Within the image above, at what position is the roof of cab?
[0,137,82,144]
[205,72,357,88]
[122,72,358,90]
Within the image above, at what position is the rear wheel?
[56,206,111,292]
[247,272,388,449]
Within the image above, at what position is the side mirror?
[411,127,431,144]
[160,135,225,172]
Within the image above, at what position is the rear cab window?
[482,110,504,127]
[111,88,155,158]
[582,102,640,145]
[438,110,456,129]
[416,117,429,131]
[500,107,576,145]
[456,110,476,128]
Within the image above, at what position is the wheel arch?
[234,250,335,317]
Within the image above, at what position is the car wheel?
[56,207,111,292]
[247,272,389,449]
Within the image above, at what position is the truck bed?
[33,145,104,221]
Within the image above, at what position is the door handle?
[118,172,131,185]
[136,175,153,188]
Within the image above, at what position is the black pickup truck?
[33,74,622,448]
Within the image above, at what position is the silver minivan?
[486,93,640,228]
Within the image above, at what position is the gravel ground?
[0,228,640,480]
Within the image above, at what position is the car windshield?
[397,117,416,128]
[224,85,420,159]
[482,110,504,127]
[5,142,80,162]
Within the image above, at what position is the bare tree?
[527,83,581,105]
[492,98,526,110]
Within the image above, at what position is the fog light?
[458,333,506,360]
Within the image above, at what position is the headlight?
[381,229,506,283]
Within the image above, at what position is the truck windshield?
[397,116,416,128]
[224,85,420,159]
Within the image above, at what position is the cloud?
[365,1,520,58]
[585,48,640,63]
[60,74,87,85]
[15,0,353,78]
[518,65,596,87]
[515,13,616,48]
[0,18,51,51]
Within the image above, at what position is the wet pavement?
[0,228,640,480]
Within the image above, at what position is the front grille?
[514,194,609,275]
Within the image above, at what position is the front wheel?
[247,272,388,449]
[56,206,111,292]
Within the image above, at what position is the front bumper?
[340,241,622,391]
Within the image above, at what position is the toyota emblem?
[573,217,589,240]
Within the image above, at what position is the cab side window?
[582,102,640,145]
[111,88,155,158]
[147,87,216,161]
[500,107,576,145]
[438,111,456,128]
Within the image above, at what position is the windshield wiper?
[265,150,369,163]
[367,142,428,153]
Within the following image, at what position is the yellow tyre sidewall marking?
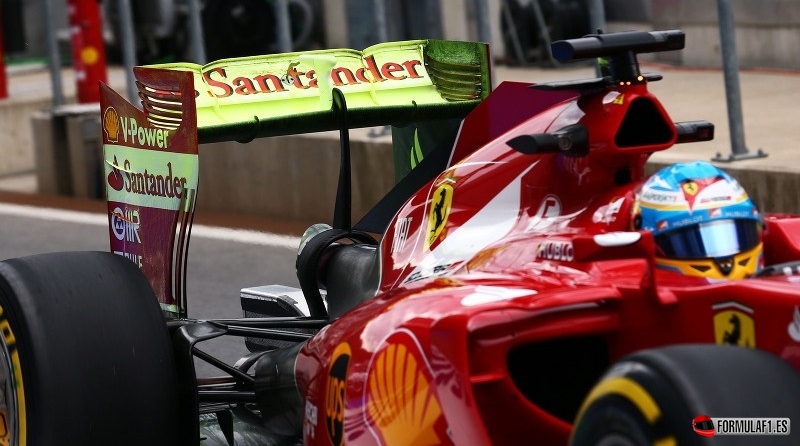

----------

- [What you need to do]:
Rewrite every line of the items above as a Markdown table with the columns Row and Line, numbering the rows in order and leaving out blank lines. Omit the pictures from the table.

- [Expected answer]:
| Row | Line |
|---|---|
| 1 | Within the image above, at what position is the roof of cab? |
| 2 | [0,137,82,144] |
| 3 | [205,72,357,88] |
| 4 | [122,72,358,90] |
| 5 | Within the image above, at what position is the rear wheel? |
| 6 | [56,206,111,292] |
| 7 | [247,272,388,449] |
| 8 | Within the image above, at what position is the side mirror? |
| 9 | [411,127,431,144] |
| 10 | [160,135,225,172] |
| 11 | Within the image above, at what position is the rear cab window? |
| 12 | [482,110,504,127] |
| 13 | [111,88,155,158] |
| 14 | [582,102,640,145] |
| 15 | [438,110,456,129] |
| 16 | [416,117,429,131] |
| 17 | [500,107,576,145] |
| 18 | [456,110,476,128] |
| 19 | Within the image above, at what position is the wheel arch? |
| 20 | [234,250,335,317] |
| 21 | Within the image above, at what position is the car wheel? |
| 22 | [56,207,111,292] |
| 23 | [247,272,389,449] |
| 24 | Within the image above, at what position is the truck bed? |
| 25 | [33,145,104,221] |
| 26 | Within the image above, at what position is the door handle? |
| 27 | [118,172,131,185] |
| 28 | [136,175,153,188] |
| 29 | Within the image above, at what position is the black pickup truck? |
| 30 | [33,74,622,448] |
| 31 | Within the image above, at what position is the silver minivan? |
| 32 | [486,93,640,228] |
| 33 | Within the image above, at what position is the gravel ground? |
| 34 | [0,228,640,480] |
| 35 | Within the image above, at what position is the car windshield? |
| 36 | [397,117,416,128] |
| 37 | [224,85,420,159] |
| 38 | [482,110,504,127] |
| 39 | [5,142,80,162] |
| 40 | Within the image above, at what position is the bare tree? |
| 41 | [527,83,581,105] |
| 42 | [492,98,526,110] |
| 43 | Within the image above, at what position is the fog light? |
| 44 | [458,333,506,360] |
| 45 | Within the image above, at what position is the headlight? |
| 46 | [381,229,506,283] |
| 47 | Within the image above, at what position is the truck windshield? |
| 48 | [397,116,416,128] |
| 49 | [224,85,420,159] |
| 50 | Within the image above, at what position is the cloud? |
| 51 | [365,1,520,58] |
| 52 | [585,48,640,63] |
| 53 | [60,74,87,85] |
| 54 | [15,0,353,78] |
| 55 | [518,65,596,87] |
| 56 | [515,13,616,48] |
| 57 | [0,18,51,51] |
| 58 | Within the image above, at what position is the wet pavement? |
| 59 | [0,228,640,480] |
| 60 | Within the image above, at what position is the front grille? |
| 61 | [514,194,609,275] |
| 62 | Within the image above, at what position is the front wheel? |
| 63 | [247,272,388,449] |
| 64 | [56,206,111,292] |
| 65 | Within the image above, at what position is the front bumper? |
| 66 | [340,241,622,391] |
| 67 | Within the image above, at what position is the toyota emblem? |
| 68 | [573,217,589,240] |
| 69 | Within the image above, at what position is the cab side window? |
| 70 | [582,102,640,145] |
| 71 | [111,88,155,158] |
| 72 | [147,87,216,161] |
| 73 | [500,107,576,145] |
| 74 | [438,111,456,128] |
| 75 | Within the image above, at what position is the windshield wiper? |
| 76 | [265,150,369,163] |
| 77 | [367,142,428,153] |
| 78 | Within the following image, at what position is the yellow tyre sidewall marking? |